- AIM -
Restate every line of the material, word for word.

- EXERCISE INPUT -
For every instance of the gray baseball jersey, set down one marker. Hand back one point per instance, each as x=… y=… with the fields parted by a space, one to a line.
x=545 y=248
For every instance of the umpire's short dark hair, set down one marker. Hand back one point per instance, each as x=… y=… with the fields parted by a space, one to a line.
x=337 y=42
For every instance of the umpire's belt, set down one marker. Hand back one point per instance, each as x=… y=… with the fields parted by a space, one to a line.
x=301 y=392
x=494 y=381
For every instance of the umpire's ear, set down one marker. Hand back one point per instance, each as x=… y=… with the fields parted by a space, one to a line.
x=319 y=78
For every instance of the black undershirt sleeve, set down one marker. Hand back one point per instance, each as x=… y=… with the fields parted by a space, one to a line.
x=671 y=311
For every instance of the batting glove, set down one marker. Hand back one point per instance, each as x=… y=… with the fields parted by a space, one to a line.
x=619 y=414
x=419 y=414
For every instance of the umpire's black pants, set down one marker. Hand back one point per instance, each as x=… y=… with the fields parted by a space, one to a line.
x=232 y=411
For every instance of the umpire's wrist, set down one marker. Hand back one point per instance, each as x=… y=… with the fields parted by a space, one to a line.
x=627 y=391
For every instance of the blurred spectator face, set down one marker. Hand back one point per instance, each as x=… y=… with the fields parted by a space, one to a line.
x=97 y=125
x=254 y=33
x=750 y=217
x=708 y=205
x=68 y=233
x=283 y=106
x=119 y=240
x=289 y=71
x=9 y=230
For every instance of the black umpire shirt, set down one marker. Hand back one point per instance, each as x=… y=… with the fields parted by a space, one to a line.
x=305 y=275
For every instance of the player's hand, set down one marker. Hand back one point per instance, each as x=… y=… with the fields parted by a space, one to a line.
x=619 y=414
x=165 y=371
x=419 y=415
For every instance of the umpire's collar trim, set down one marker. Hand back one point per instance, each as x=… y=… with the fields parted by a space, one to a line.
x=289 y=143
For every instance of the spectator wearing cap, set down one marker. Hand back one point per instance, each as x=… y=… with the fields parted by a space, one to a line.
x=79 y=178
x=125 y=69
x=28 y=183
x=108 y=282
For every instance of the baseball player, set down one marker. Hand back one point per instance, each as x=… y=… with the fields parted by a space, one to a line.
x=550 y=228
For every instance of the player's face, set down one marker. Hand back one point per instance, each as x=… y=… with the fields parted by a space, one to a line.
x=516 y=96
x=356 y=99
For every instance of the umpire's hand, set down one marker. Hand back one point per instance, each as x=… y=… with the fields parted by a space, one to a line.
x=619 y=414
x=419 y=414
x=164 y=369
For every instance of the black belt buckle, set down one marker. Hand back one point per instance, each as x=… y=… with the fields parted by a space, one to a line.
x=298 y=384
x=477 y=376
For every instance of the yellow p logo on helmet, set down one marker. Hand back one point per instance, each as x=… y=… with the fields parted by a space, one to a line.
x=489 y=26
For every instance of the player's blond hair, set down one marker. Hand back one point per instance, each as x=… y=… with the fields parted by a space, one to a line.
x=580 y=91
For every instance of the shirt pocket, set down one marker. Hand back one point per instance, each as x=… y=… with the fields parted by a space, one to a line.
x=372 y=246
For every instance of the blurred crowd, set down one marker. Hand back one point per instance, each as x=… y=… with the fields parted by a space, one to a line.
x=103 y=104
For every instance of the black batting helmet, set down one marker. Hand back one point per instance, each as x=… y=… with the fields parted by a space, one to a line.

- ANSWER TO THIS TASK -
For every instance of the gray baseball jersey, set down one marker. Hand back one point per instance, each as x=… y=… with the fields parted by a space, one to a line.
x=545 y=248
For every instance of the umpire's short dark hair, set down one marker. Hand back one point per instance, each as x=… y=… with the fields parted by a space, one to a line.
x=337 y=42
For every instance of the umpire's belt, set down one marker. Hand back one point per instance, each as x=… y=… with the fields parted by a space, one to a line.
x=301 y=392
x=494 y=381
For every instance of the umpire's ear, set down one marker. Hand back one point per instance, each as x=… y=… with the fields parted by a space, one to a line.
x=319 y=78
For every instance of the black undershirt sleeve, set down one marker. Hand back one point per instance, each as x=… y=… with the fields parted by a space, one to a line.
x=671 y=311
For every instance of the batting glove, set down one marker. Hand back one point per instance, each as x=… y=… with the fields parted by a space, one to a line.
x=619 y=414
x=419 y=414
For every instance of the umpire's black pants, set down one marker. Hand back one point per instance, each as x=… y=… with the fields parted by a space, one to a line.
x=232 y=411
For every instance of the umpire's wrist, set down one marker. Hand back one point per instance, each as x=… y=… with the fields parted by a space, one to a line.
x=627 y=391
For every instance of the blurred spectator face, set down one marker. Hand back one point per instance, each as x=… y=… with the fields parted by a space, one to a line.
x=97 y=125
x=254 y=33
x=750 y=217
x=708 y=205
x=68 y=233
x=283 y=106
x=119 y=240
x=289 y=71
x=9 y=230
For every instance of the black umpire shirt, set down one marker. Hand back one point per instance, each as x=… y=… with the fields parted by a space, one to a line.
x=305 y=275
For every instance of the player's hand, set down one marker. Hand back one point per instance, each as x=… y=… with the fields parted by a space, one to a line.
x=619 y=414
x=165 y=371
x=419 y=415
For every instance of the umpire's collar trim, set down one marker. Hand back one point per instance, each as x=… y=… with the fields parted by a space, one to a line.
x=289 y=143
For every instance of the spectator wearing cap, set down one marker. Hand back one point per instance, each as x=… y=… with the fields parted by a space, one to a line.
x=79 y=178
x=125 y=69
x=28 y=183
x=108 y=282
For every instance of the baseball player, set down one marker. Hand back one point per instance, each as x=… y=… with the fields parted by a space, one to a line.
x=550 y=228
For every instance of the player's face, set down one marker. Hand back one point per instance, each as x=… y=… with the fields parted by a space, one to a line.
x=516 y=96
x=356 y=99
For every instance of the umpire's hand, set down one marker. Hand back one point per instance, each as x=… y=… with the fields parted by a space, one to a line.
x=619 y=414
x=419 y=414
x=164 y=369
For every instance of the black belt buckle, set down one marker. Hand back one point per instance, each as x=… y=… with the fields parted by a space, one to a line.
x=298 y=384
x=477 y=376
For every instance of the yellow p logo on helmet, set down one marker. Hand back one point per instance, each as x=… y=… with the fields parted by a space, one to a line.
x=489 y=26
For every instance of the player's blond hair, set down one marker. Hand back one point per instance, each as x=… y=… with the fields parted by a space, one to a line.
x=580 y=91
For every instance of the shirt pocket, set down one marker. Hand back one point per instance, each as x=… y=… with the fields parted by a space, one to a line.
x=372 y=246
For every instance of the blurred crowd, set down one marker. Hand back one point per instance, each as x=… y=… with the fields parted by a space, one to a line.
x=103 y=104
For every instance of the black batting helmet, set down one marker. Hand back one point per instance, each as x=… y=… with the fields parted by a space, one to a line.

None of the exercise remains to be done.